----- RECORDS SHOWN
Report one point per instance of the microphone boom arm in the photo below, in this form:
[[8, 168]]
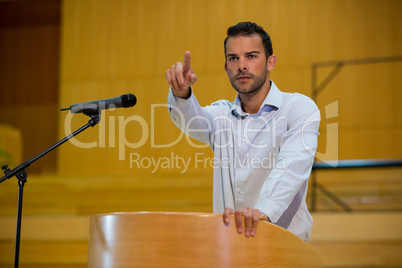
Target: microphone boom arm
[[21, 175]]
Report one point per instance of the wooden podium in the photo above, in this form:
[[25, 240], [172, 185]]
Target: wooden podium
[[147, 239]]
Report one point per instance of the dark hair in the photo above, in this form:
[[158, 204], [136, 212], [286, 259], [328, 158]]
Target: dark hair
[[249, 28]]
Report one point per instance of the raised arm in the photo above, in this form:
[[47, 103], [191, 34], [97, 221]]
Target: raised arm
[[181, 77]]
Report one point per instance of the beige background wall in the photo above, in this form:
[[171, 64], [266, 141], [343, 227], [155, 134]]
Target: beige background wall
[[112, 47]]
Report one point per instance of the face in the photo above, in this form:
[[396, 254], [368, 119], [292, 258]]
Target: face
[[246, 64]]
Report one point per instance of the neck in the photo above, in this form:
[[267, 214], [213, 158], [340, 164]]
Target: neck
[[252, 102]]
----------
Retype the items starting at the line that contains "Report one point per instance of the neck" and ending with the last line of the items, keeping every character as it appears.

* WRITTEN RESPONSE:
Report one point per instance of the neck in the photo above, in this form:
[[267, 214], [213, 158], [340, 164]]
Target: neck
[[252, 102]]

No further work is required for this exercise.